Paralelamente a la cultura griega se desarrollan ideas utópicas en la tradición hebrea. El mito del paraíso perdido es un mito fundacional de muchas utopías, en ésta y en otras tradiciones. Adán y Eva son expulsados de un lugar infinitamente atractivo, y les es imposible regresar a él. Les espera un porvenir incierto y una vida dura y desagradable. Pero, por lo menos, se vislumbra una esperanza: todavía Jehóva habla con los seres humanos, da sus normas de conducta a Moisés, hace un pacto con Abrahám, los hebreos llegan a la Tierra de Promisión. Y, sin embargo, el horizonte se nubla. Los hebreos son muy pocos y están cercados por vastos y poderosos imperios. Casi nunca son, en realidad, dueños de su destino. ¿A qué se deben los repetidos desastres? Los profetas hablan de Jerusalén como si fuera un paraíso perdido por culpa de la debilidad y los errores de sus habitantes; hay que volver atrás, volver a la virtud y a las normas prescritas. Una vez más los mitos en torno a un paraíso perdido que hay que restaurar. Por ello no es posible. Llega la derrota final, la destrucción del Templo y del Arca de Alianza en la época del emperador Tito, y la dispersión de los judíos por todo el imperio romano. ¿Cómo ha podido consentir Jehová que ocurra esta irreparable desgracia? Sin duda es porque el mundo, tal como lo conocemos, va a desaparecer de un momento a otro. La desesperación se convierte en resignación esperanzada: al acabar el universo empezará una vida nueva, totalmente distinta de la anterior. La visión apocalíptica implica una batalla final entre los justos y los malvados, y la salvación en masa de los buenos antes de la destrucción total y definitiva. Todo ello se relata dramáticamente en la Biblia.
━━━━━━━━━━
▶ Trabajo requerido
**1)** En el texto sobre las ideas utópicas en la tradición hebrea, ¿qué se destruye en la época del emperador Tito?
**2)** Prosiga el texto sobre las ideas utópicas en la tradición hebrea a partir de su última oración.

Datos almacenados
━━━━━━━━━━
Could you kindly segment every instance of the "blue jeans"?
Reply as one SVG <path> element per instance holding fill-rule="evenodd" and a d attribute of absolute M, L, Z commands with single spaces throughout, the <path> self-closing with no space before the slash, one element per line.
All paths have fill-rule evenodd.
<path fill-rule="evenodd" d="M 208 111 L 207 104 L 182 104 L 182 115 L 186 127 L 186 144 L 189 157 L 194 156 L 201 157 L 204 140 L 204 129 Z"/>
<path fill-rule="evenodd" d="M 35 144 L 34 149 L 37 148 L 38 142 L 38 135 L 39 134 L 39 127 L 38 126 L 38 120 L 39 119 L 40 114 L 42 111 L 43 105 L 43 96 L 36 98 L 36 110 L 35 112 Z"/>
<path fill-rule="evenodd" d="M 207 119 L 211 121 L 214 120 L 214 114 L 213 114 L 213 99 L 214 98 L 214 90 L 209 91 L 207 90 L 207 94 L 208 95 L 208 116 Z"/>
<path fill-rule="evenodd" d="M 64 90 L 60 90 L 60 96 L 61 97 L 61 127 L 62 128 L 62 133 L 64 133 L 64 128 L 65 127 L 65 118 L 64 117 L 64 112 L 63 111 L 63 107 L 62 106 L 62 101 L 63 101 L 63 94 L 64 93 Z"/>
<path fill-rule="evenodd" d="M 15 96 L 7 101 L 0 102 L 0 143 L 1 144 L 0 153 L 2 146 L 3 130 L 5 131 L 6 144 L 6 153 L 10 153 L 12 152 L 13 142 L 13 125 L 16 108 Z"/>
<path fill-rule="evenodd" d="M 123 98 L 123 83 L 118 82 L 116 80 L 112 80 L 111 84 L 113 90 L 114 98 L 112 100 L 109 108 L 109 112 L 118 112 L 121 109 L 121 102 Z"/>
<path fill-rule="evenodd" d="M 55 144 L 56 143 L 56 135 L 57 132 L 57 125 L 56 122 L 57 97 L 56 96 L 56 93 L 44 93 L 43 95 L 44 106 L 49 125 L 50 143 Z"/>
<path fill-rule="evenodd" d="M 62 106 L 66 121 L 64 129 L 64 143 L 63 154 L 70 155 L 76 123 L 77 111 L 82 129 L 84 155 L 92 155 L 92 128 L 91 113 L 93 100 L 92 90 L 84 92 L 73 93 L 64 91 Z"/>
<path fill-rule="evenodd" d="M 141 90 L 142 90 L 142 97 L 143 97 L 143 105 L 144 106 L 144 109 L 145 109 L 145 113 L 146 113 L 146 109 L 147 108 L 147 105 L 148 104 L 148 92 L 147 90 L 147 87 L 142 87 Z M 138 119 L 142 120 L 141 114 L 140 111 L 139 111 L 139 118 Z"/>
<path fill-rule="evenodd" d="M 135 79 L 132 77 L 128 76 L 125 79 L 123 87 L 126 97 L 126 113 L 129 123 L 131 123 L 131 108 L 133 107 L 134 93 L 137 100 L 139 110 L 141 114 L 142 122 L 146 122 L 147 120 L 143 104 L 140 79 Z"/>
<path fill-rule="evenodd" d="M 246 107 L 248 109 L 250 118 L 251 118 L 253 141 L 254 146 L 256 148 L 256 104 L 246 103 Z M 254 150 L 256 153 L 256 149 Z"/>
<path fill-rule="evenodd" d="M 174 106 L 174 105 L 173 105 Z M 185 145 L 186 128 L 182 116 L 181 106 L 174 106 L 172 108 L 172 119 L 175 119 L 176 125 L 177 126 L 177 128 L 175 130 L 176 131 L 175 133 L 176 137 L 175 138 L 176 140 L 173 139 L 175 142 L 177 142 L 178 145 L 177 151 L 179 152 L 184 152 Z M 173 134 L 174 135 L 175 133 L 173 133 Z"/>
━━━━━━━━━━
▶ Respuestas por apartado
**1)** El Templo y el Arca de Alianza.

**2)**
Hasta este momento tenían la palabra los filósofos y los estudiosos de la política, cuando se trataba de describir el lugar ideal en que los seres humanos podían llegar a la plenitud de sus facultades y vivir vidas perfectas; en adelante, y por mucho tiempo, filósofos y politólogos serán desplazados por los teólogos. El cambio es profundo y duradero. El aire se llena de espíritus, alados pero generalmente invisibles. Son los ángeles, arcángeles, querubines, serafines... Las imágenes de la región perfecta en la que habitarán las almas de los elegidos son a veces algo primitivas, pero los teólogos sabrán refinarlas. Un paso importante hacia la nueva visión lo da San Agustín, que es a la vez filósofo y teólogo, con su La ciudad de Dios.
La nueva utopía es especialmente tentadora, hasta el punto de que ha durado mucho más que las anteriores y las que han seguido paralelamente. La redención, la vida eterna, la resurrección de Jesucristo y de todos sus seguidores penetran profundamente en la conciencia occidental. Nos espera una vida eterna en el paraíso. Esta es la promesa fundamental del cristianismo, y con ella la nueva religión se extiende en el espacio y se prolonga en el tiempo. Se combina bien con el Apocalipsis del final de la Biblia , ya que este mundo material está destinado a desaparecer y cada uno de los que los merezcan pasarán al paraíso y a la vida eterna, no solamente su alma sino incluso su cuerpo. (Ninguna visión utópica había prometido tanto).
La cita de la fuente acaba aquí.